■ Activity ■
Every line from the line containing "Could you please locate the low" through the final line of the data is to be printed exactly; no other line is to appear.

■ Entries taken from a collection ■
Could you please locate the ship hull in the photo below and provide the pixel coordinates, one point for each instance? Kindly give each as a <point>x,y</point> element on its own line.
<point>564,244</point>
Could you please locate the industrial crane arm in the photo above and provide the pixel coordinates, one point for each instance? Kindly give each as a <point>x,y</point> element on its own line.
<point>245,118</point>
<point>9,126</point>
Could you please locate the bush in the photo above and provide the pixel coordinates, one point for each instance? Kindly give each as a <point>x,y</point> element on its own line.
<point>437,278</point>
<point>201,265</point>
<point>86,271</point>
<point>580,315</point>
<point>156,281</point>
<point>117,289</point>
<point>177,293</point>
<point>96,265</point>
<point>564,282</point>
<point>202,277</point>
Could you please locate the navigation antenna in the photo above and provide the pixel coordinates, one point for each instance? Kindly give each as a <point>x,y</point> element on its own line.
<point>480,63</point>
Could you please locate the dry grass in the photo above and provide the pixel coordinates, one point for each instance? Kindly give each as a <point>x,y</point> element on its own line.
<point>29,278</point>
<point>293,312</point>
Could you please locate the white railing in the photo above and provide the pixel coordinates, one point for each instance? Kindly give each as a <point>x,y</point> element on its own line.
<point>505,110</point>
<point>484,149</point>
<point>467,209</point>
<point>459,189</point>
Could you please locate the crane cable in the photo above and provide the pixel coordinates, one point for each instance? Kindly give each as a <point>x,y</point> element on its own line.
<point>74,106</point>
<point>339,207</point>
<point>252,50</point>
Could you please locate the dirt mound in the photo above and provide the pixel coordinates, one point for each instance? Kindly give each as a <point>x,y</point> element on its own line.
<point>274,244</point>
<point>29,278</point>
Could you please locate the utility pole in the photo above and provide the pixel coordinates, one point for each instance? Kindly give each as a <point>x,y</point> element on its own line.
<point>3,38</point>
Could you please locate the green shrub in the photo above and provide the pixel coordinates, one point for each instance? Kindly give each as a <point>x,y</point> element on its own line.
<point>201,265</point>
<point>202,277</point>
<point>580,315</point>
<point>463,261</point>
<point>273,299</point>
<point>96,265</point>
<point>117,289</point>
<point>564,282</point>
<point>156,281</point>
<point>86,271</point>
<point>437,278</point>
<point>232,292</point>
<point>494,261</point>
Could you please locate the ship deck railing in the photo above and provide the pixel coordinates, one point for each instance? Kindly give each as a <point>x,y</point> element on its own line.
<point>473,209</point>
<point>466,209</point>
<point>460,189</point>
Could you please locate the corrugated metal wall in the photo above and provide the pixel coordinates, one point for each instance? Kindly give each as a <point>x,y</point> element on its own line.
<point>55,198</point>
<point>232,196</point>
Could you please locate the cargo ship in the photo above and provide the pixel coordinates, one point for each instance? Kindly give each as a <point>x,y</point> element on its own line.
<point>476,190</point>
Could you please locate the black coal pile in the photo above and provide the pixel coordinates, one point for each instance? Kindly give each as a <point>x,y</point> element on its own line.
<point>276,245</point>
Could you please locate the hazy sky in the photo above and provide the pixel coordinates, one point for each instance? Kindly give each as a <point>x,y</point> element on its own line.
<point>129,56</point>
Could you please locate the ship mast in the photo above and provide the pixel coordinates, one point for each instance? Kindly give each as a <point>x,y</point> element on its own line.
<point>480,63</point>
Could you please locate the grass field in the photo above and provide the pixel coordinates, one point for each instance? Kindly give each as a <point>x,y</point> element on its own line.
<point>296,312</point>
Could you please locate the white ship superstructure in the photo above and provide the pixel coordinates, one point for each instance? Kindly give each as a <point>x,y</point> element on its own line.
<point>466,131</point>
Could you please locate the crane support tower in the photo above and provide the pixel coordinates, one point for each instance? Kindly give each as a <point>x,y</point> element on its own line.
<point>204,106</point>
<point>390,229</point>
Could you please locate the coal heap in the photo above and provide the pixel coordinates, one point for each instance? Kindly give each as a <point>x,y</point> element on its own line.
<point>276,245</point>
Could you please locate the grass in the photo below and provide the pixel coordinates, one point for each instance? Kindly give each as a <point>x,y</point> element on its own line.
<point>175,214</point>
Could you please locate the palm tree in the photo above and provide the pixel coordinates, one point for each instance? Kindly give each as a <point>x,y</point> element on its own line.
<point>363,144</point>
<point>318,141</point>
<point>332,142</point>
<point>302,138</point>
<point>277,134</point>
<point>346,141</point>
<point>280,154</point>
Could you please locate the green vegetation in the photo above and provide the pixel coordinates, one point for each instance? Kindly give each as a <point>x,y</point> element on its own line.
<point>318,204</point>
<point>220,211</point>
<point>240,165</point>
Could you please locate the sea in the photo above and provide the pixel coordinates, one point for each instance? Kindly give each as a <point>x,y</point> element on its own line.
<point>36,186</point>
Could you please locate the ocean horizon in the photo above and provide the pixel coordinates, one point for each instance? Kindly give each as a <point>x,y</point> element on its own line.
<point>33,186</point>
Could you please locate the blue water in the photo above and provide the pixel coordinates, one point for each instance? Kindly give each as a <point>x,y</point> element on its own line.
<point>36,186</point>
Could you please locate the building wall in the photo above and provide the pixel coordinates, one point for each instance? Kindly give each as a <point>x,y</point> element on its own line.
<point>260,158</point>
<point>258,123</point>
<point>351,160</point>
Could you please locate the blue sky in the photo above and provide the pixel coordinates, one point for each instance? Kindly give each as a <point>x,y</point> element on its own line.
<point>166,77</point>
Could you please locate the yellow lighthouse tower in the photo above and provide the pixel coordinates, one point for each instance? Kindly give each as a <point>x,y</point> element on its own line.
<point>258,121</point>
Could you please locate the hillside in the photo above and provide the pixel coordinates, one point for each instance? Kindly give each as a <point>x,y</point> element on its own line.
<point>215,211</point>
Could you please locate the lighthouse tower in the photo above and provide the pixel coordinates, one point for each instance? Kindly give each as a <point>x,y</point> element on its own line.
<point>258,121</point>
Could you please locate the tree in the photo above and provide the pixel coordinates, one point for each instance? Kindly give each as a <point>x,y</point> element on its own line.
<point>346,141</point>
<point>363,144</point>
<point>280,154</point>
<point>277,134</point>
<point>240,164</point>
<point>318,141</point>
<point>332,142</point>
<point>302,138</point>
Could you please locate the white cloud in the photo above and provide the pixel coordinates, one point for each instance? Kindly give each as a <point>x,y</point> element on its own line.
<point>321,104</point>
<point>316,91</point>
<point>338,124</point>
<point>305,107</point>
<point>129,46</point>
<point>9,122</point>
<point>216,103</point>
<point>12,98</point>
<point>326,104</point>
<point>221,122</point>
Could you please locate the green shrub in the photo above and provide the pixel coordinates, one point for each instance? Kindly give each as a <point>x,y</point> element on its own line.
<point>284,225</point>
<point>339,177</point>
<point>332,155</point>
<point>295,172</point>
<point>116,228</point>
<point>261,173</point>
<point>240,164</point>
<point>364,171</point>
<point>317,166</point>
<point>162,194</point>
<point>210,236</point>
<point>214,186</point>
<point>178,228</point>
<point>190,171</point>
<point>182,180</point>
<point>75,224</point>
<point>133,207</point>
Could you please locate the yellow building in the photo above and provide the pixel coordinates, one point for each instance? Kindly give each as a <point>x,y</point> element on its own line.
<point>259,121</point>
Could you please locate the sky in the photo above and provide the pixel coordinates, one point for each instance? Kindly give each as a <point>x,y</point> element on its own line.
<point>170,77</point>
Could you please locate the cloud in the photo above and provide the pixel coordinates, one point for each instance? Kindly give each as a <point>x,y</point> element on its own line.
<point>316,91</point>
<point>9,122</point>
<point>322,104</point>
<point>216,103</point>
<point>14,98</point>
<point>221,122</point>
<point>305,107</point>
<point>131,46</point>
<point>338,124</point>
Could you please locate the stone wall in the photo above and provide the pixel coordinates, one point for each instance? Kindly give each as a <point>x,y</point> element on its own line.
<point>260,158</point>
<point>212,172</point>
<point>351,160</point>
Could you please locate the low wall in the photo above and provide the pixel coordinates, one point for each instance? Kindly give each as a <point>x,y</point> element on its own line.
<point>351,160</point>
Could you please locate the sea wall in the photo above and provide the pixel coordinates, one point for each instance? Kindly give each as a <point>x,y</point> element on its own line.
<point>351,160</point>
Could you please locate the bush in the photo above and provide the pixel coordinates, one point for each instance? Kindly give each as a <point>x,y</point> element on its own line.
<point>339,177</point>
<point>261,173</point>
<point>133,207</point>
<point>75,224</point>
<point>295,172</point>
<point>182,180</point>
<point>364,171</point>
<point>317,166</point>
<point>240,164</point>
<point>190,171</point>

■ Task output ■
Could you please locate the low wall in the photo above and provide the pixel coordinates, one point for each instance? Kindly give each as a <point>x,y</point> element on its own line.
<point>351,160</point>
Could you please locate the sea wall in the photo above and provide the pixel coordinates, one point for each instance? Kindly give each as a <point>x,y</point> element on its own line.
<point>351,160</point>
Could you please locate the bush in the photo above and provide the pixel coordinates, one point for each instance? Kindly give each as a <point>x,y</point> element on its own line.
<point>339,177</point>
<point>261,173</point>
<point>133,207</point>
<point>75,224</point>
<point>295,172</point>
<point>182,180</point>
<point>364,171</point>
<point>317,166</point>
<point>240,164</point>
<point>190,171</point>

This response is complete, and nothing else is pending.